Aufgabenbeschreibung: Gib die Einträge von der Zeile mit „The client would like the flowing“ bis zum Ende vollständig wieder, die Textzeilen eingeschlossen. Verschiebe dabei jede Koordinate in den Antworten um +63.

[Zeilen mit Box-Annotationsdaten]
■ ■ ■ ■

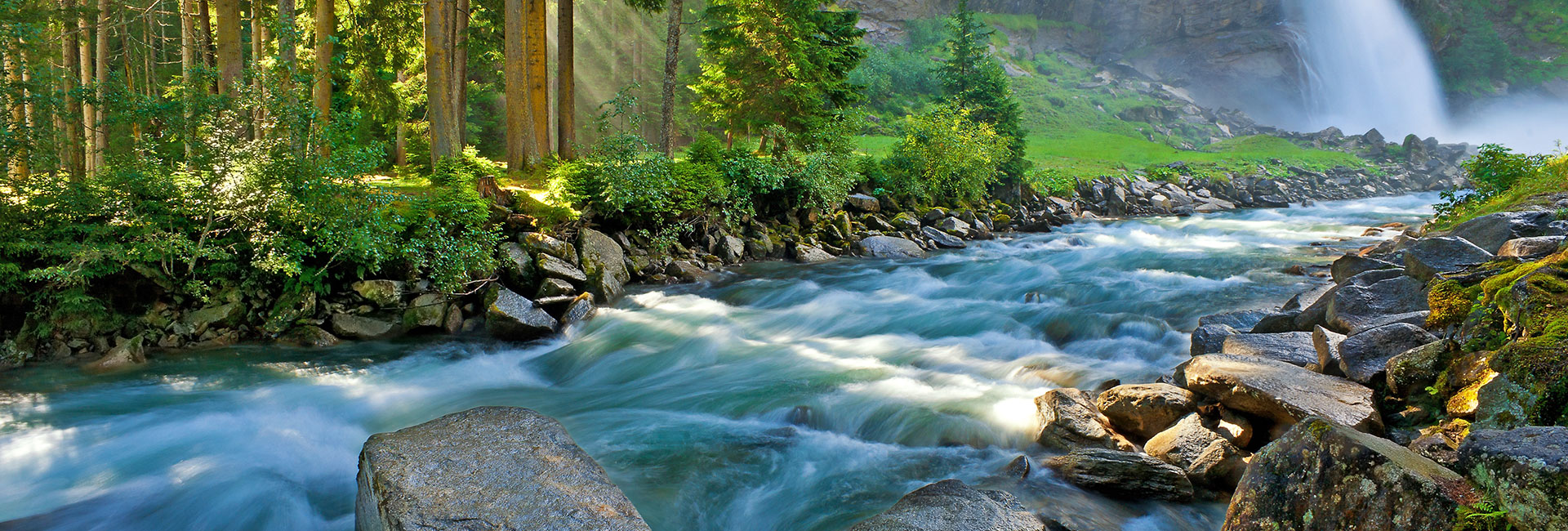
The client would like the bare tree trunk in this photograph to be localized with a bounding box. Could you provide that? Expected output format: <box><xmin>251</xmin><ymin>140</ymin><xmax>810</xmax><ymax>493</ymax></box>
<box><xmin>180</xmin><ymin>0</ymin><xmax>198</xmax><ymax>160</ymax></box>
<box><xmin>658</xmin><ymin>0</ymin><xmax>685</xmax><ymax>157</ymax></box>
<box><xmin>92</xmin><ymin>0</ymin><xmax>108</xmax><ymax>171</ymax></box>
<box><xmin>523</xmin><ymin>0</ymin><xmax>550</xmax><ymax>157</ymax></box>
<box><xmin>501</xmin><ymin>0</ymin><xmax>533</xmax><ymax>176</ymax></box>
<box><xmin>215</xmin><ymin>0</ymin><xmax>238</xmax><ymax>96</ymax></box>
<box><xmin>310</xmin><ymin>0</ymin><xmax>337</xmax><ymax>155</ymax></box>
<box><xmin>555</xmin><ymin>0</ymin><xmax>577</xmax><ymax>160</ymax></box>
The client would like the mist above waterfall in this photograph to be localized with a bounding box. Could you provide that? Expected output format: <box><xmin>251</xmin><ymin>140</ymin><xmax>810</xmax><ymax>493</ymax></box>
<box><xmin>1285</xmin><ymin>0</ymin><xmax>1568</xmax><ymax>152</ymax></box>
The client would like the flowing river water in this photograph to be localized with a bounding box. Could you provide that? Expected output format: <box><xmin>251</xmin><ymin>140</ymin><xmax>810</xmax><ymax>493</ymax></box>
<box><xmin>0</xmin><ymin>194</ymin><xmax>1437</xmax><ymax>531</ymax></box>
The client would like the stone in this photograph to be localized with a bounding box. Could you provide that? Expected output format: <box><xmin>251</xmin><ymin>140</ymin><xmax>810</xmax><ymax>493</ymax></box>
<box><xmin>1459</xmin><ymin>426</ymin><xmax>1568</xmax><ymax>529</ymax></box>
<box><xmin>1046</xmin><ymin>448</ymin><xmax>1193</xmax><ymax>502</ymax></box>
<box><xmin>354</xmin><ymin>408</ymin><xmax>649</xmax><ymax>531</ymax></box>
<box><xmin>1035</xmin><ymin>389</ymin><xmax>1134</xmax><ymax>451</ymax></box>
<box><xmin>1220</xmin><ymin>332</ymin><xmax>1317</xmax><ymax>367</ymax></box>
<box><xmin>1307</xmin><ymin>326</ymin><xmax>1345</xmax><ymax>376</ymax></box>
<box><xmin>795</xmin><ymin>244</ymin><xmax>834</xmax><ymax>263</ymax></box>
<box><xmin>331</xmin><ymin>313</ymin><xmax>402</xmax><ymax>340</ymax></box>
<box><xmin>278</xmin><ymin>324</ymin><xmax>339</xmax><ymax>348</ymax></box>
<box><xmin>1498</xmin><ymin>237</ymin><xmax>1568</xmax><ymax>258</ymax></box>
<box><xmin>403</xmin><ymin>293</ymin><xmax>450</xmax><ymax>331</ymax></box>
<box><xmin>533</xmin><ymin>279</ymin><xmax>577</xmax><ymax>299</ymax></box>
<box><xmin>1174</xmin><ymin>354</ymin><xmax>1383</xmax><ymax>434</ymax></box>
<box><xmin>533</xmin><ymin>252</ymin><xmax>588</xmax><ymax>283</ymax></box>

■ ■ ■ ■

Die Antwort:
The client would like the flowing river water in this photograph to be localized with a bounding box. Could you provide that? Expected output format: <box><xmin>251</xmin><ymin>140</ymin><xmax>810</xmax><ymax>493</ymax></box>
<box><xmin>63</xmin><ymin>257</ymin><xmax>1500</xmax><ymax>594</ymax></box>
The client would like the stone in this photograph to be localized with a bounding box. Could you provide that? Expected output format: <box><xmin>251</xmin><ymin>140</ymin><xmax>810</xmax><ymax>493</ymax></box>
<box><xmin>1522</xmin><ymin>489</ymin><xmax>1631</xmax><ymax>592</ymax></box>
<box><xmin>1109</xmin><ymin>511</ymin><xmax>1256</xmax><ymax>565</ymax></box>
<box><xmin>417</xmin><ymin>471</ymin><xmax>712</xmax><ymax>594</ymax></box>
<box><xmin>1098</xmin><ymin>452</ymin><xmax>1197</xmax><ymax>514</ymax></box>
<box><xmin>1283</xmin><ymin>395</ymin><xmax>1380</xmax><ymax>430</ymax></box>
<box><xmin>1370</xmin><ymin>389</ymin><xmax>1408</xmax><ymax>439</ymax></box>
<box><xmin>858</xmin><ymin>307</ymin><xmax>897</xmax><ymax>326</ymax></box>
<box><xmin>394</xmin><ymin>376</ymin><xmax>465</xmax><ymax>403</ymax></box>
<box><xmin>341</xmin><ymin>387</ymin><xmax>402</xmax><ymax>411</ymax></box>
<box><xmin>1561</xmin><ymin>300</ymin><xmax>1631</xmax><ymax>321</ymax></box>
<box><xmin>466</xmin><ymin>356</ymin><xmax>513</xmax><ymax>394</ymax></box>
<box><xmin>596</xmin><ymin>342</ymin><xmax>640</xmax><ymax>362</ymax></box>
<box><xmin>1237</xmin><ymin>417</ymin><xmax>1446</xmax><ymax>497</ymax></box>
<box><xmin>596</xmin><ymin>315</ymin><xmax>651</xmax><ymax>346</ymax></box>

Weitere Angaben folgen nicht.